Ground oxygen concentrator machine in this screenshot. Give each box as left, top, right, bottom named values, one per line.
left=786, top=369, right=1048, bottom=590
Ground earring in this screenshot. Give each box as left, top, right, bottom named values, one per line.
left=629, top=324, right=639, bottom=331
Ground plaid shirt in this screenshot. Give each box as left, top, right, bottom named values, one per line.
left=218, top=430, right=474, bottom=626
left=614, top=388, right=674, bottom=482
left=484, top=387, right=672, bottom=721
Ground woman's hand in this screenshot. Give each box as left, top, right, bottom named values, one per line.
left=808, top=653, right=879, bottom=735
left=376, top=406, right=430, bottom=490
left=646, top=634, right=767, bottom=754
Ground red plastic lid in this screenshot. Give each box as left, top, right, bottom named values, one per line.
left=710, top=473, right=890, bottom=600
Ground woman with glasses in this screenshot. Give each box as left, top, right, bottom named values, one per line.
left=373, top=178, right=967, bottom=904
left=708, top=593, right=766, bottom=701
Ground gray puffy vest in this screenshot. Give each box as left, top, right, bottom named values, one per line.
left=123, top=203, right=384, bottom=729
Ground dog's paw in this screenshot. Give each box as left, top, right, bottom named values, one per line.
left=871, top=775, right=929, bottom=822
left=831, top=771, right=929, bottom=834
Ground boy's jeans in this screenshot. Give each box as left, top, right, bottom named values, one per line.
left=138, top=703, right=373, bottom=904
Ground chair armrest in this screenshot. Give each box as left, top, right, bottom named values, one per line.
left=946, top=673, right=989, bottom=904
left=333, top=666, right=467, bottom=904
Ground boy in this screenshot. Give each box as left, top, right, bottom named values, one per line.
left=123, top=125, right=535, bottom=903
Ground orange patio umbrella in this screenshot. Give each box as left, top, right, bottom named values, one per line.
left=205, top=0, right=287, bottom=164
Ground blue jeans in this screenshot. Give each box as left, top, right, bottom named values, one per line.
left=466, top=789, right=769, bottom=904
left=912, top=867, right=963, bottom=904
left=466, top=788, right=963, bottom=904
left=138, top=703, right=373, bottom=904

◆ ◆ ◆ ◆ ◆ ◆ ◆

EXERCISE AIM ▸ Restate the whole of the data exactly.

SOLUTION TO THIS EXERCISE ▸
Ground oxygen concentrator machine in this screenshot. Give each box as left, top, right, bottom named values, one per line.
left=786, top=369, right=1048, bottom=590
Ground earring in this screenshot. Give each box as left, top, right, bottom named values, one per line.
left=629, top=324, right=639, bottom=331
Ground plaid shirt in this screenshot. Give each box as left, top, right, bottom named values, one per line.
left=218, top=430, right=474, bottom=626
left=614, top=388, right=674, bottom=482
left=484, top=387, right=672, bottom=721
Ground woman's hand in this screenshot. Give each box as left, top, right, bottom named values, one per line.
left=808, top=653, right=879, bottom=735
left=376, top=406, right=430, bottom=490
left=646, top=634, right=767, bottom=754
Ground red plastic lid in this screenshot. Give each box as left, top, right, bottom named values, one per line.
left=710, top=473, right=890, bottom=600
Ground woman with glasses in this screenshot. Give each box as left, top, right, bottom named values, one per line.
left=373, top=178, right=967, bottom=904
left=708, top=593, right=766, bottom=701
Ground gray puffy vest in this screenshot. Give each box as left, top, right, bottom named values, one per line.
left=123, top=203, right=384, bottom=729
Ground dog's paw in this screenshot. Give each box as left, top, right, bottom named values, one per line.
left=871, top=775, right=929, bottom=822
left=831, top=771, right=929, bottom=834
Ground boy's jeans in this screenshot. Give each box as left, top, right, bottom named values, one per line.
left=138, top=703, right=373, bottom=904
Ground chair armrest in this screenshot. Give each box as left, top, right, bottom named values, one per line.
left=946, top=673, right=989, bottom=904
left=333, top=666, right=467, bottom=904
Ground boy in this screenshot. Give each box as left, top, right, bottom named values, one per line.
left=123, top=125, right=535, bottom=903
Ground orange patio umbrella in this screenshot. Give each box as left, top, right, bottom named values, one per line.
left=205, top=0, right=287, bottom=164
Ground blue jeans in this screenshot. Give each box as left, top, right, bottom named values, one per line.
left=466, top=789, right=769, bottom=904
left=912, top=867, right=963, bottom=904
left=466, top=788, right=963, bottom=904
left=138, top=703, right=373, bottom=904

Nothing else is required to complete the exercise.